# SHORT TASK 1:
Answer these questions using the Form 6-K filing.
(a) For which month is the report filed?
(b) What Commission File Number does the filing give?
(c) On what date did STL and SISL enter into the amendments?
# SHORT TASK 2:
From the Form 6-K filing, return the passage that opens with the words containing "No. 4, Rajiv" and closes with "or Form 40-F.".

# READING TEXT:
= = = = =
6-K 1 sify074_6k.htm FORM 6-K

 


UNITED STATES

SECURITIES AND EXCHANGE COMMISSION

Washington, D.C. 20549

 

Form 6-K

 

REPORT OF FOREIGN PRIVATE ISSUER PURSUANT TO RULE 13a-16 OR 15d-16

UNDER THE SECURITIES EXCHANGE ACT OF 1934

 

For the month of: October 2025

 

Commission File Number: 000-27663

 

SIFY TECHNOLOGIES LIMITED

(Translation of registrant’s name into English)

 

Tidel Park, Second Floor

No. 4, Rajiv Gandhi Salai, Taramani

Chennai 600 113, India

(91) 44-2254-0770

(Address of principal executive office)

 

Indicate by check mark whether the registrant files or will file annual reports under cover of Form 20-F or Form 40-F.

Form 20-F x      Form 40-F ¨

 

 



On September 25, 2025, Sify Technologies Limited (“STL”) and Sify Infinit Spaces Limited (“SISL”), a wholly owned subsidiary of STL, entered into: (1) an amendment to the KSSF DSA (as defined below), (2) an amendment to the KSSF Put Option Agreement (as defined below), and (3) an amendment to the KDCF DSA (as defined below).
= = = = =
# GIVEN INFORMATION:
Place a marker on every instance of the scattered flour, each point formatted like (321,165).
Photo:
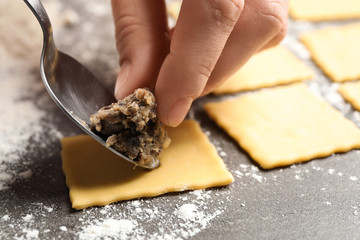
= = = = =
# FULL RESPONSE 1:
(a) October 2025
(b) 000-27663
(c) September 25, 2025

# FULL RESPONSE 2:
No. 4, Rajiv Gandhi Salai, Taramani

Chennai 600 113, India

(91) 44-2254-0770

(Address of principal executive office)

 

Indicate by check mark whether the registrant files or will file annual reports under cover of Form 20-F or Form 40-F.